- **Task requirements**:
1. Copy the passage about hydrogen buses from the words "Fuel-cell buses were" through the words "added in 2024.", and change "hydrogen electric buses" to "fuel-cell buses".
2. Continue the passage about hydrogen-powered city buses from where it stops.

**** Text passage

Fuel-cell buses were trialed in Ursus Lublin in 2017. Solaris Bus & Coach introduced its Urbino 12 hydrogen electric buses in 2019. Several dozen were ordered. The first city in the U.S. to have a fleet of hydrogen powered buses was Champaign, Illinois, when in 2021 the Champaign–Urbana Mass Transit District ordered two New Flyer XHE60 articulated hydrogen fuel cell buses, with 10 more New Flyer XHE40 buses added in 2024.

In 2022, the city of Montpellier, France, cancelled a contract to procure 51 buses powered by hydrogen fuel cells, when it found that "the cost of operation for hydrogen [buses] is 6 times the cost of electricity". By 2025, most hydrogen bus programs in Europe had been cancelled or fuel cell bus purchases discontinued.

********
**** Material supplied

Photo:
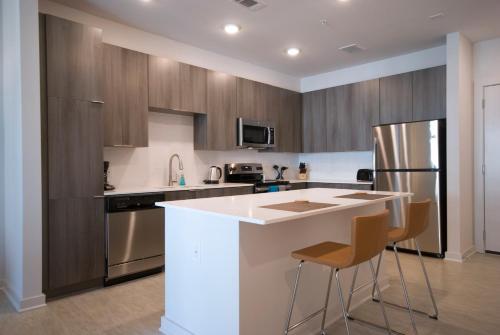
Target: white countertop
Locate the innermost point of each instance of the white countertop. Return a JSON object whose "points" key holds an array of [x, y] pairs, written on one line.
{"points": [[162, 189], [332, 181], [247, 208]]}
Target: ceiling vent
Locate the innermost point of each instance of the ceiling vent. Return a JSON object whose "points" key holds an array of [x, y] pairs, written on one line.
{"points": [[351, 48], [253, 5]]}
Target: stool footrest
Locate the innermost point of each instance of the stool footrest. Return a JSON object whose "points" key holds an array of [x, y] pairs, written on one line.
{"points": [[306, 319], [395, 332], [391, 304]]}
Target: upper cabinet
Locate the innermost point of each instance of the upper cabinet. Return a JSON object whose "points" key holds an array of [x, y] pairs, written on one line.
{"points": [[429, 94], [74, 60], [351, 112], [314, 126], [289, 124], [125, 97], [217, 129], [396, 98], [176, 86]]}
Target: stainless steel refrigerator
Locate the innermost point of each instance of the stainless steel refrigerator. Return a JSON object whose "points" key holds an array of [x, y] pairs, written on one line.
{"points": [[411, 157]]}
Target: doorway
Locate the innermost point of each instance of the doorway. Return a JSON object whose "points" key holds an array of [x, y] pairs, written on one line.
{"points": [[491, 168]]}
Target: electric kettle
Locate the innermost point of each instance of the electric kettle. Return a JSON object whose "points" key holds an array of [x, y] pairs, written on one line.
{"points": [[214, 175]]}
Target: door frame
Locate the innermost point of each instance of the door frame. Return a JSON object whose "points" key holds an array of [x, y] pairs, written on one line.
{"points": [[480, 182]]}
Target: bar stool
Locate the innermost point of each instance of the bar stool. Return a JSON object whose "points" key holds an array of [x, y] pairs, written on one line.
{"points": [[368, 238], [416, 223]]}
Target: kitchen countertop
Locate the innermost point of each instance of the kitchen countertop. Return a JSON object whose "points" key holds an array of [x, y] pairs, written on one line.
{"points": [[332, 181], [162, 189], [247, 208]]}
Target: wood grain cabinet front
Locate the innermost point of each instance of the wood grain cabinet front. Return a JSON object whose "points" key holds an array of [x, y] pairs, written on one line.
{"points": [[73, 60], [175, 86], [125, 106]]}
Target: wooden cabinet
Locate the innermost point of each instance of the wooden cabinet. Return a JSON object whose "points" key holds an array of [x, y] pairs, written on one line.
{"points": [[429, 94], [176, 86], [396, 103], [74, 60], [289, 123], [351, 112], [73, 246], [217, 129], [314, 121], [125, 97]]}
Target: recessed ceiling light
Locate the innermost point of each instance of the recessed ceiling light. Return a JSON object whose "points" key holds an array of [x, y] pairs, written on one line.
{"points": [[293, 52], [232, 29]]}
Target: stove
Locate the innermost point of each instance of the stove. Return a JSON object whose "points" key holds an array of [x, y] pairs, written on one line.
{"points": [[253, 173]]}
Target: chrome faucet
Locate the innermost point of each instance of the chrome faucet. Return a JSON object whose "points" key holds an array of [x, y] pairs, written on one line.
{"points": [[181, 167]]}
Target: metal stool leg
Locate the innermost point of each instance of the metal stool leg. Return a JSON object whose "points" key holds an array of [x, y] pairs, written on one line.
{"points": [[375, 281], [435, 315], [294, 295], [405, 291], [323, 331], [376, 275], [351, 291], [341, 298]]}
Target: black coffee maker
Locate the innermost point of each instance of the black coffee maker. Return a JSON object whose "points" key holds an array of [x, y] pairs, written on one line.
{"points": [[107, 186]]}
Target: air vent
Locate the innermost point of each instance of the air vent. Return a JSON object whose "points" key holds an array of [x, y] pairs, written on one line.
{"points": [[352, 48], [253, 5]]}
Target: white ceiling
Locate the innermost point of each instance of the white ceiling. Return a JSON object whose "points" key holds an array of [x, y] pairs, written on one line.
{"points": [[384, 27]]}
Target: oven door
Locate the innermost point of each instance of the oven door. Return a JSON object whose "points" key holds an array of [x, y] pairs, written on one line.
{"points": [[254, 134]]}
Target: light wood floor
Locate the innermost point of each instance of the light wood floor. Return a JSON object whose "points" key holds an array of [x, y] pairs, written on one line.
{"points": [[468, 297]]}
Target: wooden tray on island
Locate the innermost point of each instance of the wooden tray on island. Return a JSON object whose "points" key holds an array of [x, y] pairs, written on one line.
{"points": [[299, 206], [363, 196]]}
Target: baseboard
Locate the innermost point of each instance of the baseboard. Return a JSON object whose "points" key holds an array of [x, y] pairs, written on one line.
{"points": [[23, 305], [168, 327], [459, 257]]}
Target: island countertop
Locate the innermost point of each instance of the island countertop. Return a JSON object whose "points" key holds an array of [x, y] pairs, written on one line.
{"points": [[248, 208]]}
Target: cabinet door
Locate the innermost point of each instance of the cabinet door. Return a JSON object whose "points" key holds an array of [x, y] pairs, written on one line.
{"points": [[126, 97], [221, 111], [289, 129], [396, 98], [429, 94], [74, 60], [75, 141], [365, 114], [76, 241], [164, 84], [193, 81], [314, 121], [339, 118]]}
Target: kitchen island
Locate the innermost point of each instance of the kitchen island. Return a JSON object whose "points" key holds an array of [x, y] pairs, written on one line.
{"points": [[228, 266]]}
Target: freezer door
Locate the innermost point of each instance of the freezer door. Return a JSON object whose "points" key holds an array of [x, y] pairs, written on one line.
{"points": [[424, 185], [407, 146]]}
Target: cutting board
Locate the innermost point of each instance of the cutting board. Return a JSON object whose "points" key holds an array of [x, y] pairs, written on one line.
{"points": [[363, 196], [299, 206]]}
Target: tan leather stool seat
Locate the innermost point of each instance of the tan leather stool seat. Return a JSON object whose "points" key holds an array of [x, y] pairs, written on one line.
{"points": [[396, 235], [336, 255]]}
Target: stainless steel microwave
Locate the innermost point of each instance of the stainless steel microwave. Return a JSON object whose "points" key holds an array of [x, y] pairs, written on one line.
{"points": [[254, 134]]}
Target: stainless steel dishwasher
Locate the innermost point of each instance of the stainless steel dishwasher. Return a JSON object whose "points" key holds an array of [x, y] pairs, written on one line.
{"points": [[135, 235]]}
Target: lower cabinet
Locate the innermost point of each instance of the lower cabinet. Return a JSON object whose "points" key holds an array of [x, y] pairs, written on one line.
{"points": [[76, 254], [364, 187]]}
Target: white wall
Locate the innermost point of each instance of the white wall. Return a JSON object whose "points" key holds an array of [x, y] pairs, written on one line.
{"points": [[486, 72], [128, 37], [460, 152], [22, 154], [170, 134], [382, 68], [2, 150]]}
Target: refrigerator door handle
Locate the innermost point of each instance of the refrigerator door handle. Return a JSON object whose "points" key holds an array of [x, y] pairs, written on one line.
{"points": [[374, 157]]}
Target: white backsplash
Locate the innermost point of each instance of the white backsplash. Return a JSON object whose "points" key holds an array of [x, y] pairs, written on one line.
{"points": [[169, 134], [341, 166]]}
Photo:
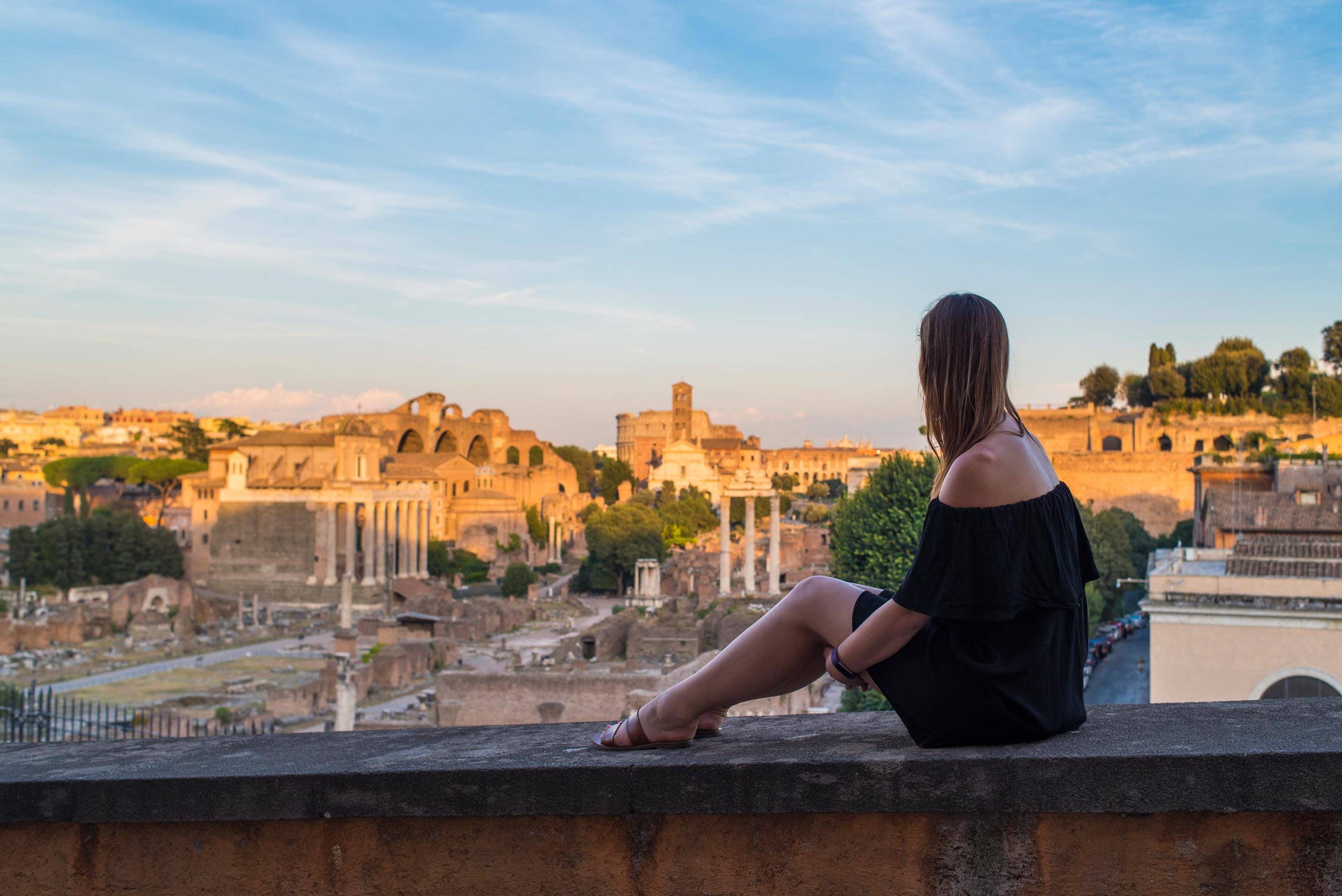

********

- **Results for the exercise**:
1.
Fuel-cell buses were trialed in Ursus Lublin in 2017. Solaris Bus & Coach introduced its Urbino 12 fuel-cell buses in 2019. Several dozen were ordered. The first city in the U.S. to have a fleet of hydrogen powered buses was Champaign, Illinois, when in 2021 the Champaign–Urbana Mass Transit District ordered two New Flyer XHE60 articulated hydrogen fuel cell buses, with 10 more New Flyer XHE40 buses added in 2024.

2.
===Fork trucks===
A hydrogen internal combustion engine (or "HICE") forklift or HICE lift truck is a hydrogen fueled, internal combustion engine-powered industrial forklift truck used for lifting and transporting materials. The first production HICE forklift truck based on the Linde X39 Diesel was presented at an exposition in Hannover on May 27, 2008. It used a 2.0 litre, 43 kW diesel internal combustion engine converted to use hydrogen as a fuel with the use of a compressor and direct injection.

In 2013 there were over 4,000 fuel cell forklifts used in material handling in the US. As of 2024, approximately 50,000 hydrogen forklifts are in operation worldwide (the bulk of which are in the U.S.), as compared with 1.2 million battery electric forklifts that were purchased in 2021.

Most companies in Europe and the US do not use petroleum powered forklifts, as these vehicles work indoors where emissions must be controlled and instead use electric forklifts. Fuel-cell-powered forklifts can be refueled in 3 minutes. They can be used in refrigerated warehouses, as their performance is not degraded by lower temperatures. The fuel cell units are often designed as drop-in replacements.

===Trams and trains===

India's first Hydrogen train, showing the Hydrogen storage module, battery stacks and fuel cell.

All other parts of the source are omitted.